>> START Record list

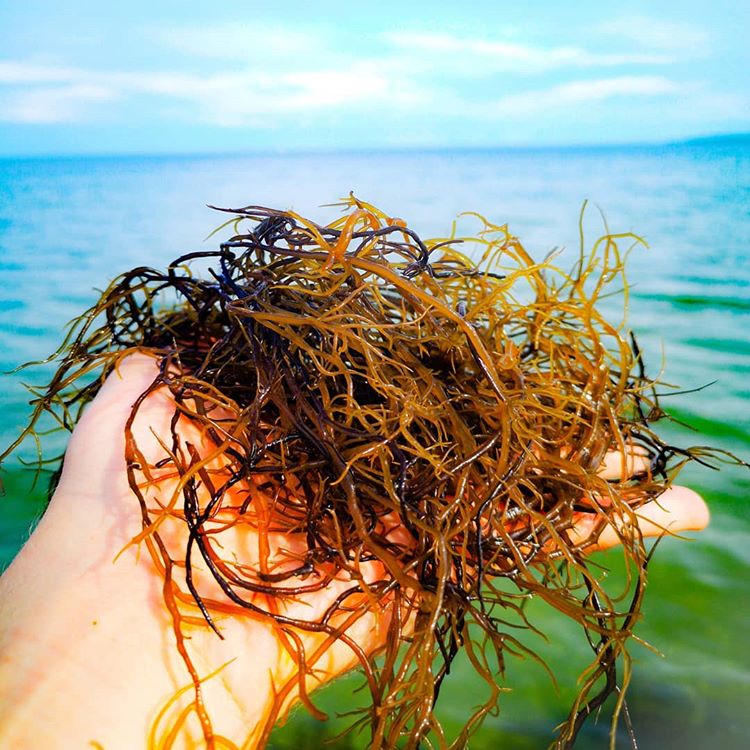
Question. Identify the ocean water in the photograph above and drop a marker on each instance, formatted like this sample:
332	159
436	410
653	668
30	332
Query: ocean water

>> END Record list

Written instruction — Reproduce the records above verbatim, line for line, leaving out the pictures.

Solution —
Question. Identify the ocean water in the photograph above and drop a marker on each instance, formatted like this sample:
332	159
436	410
653	668
30	332
Query: ocean water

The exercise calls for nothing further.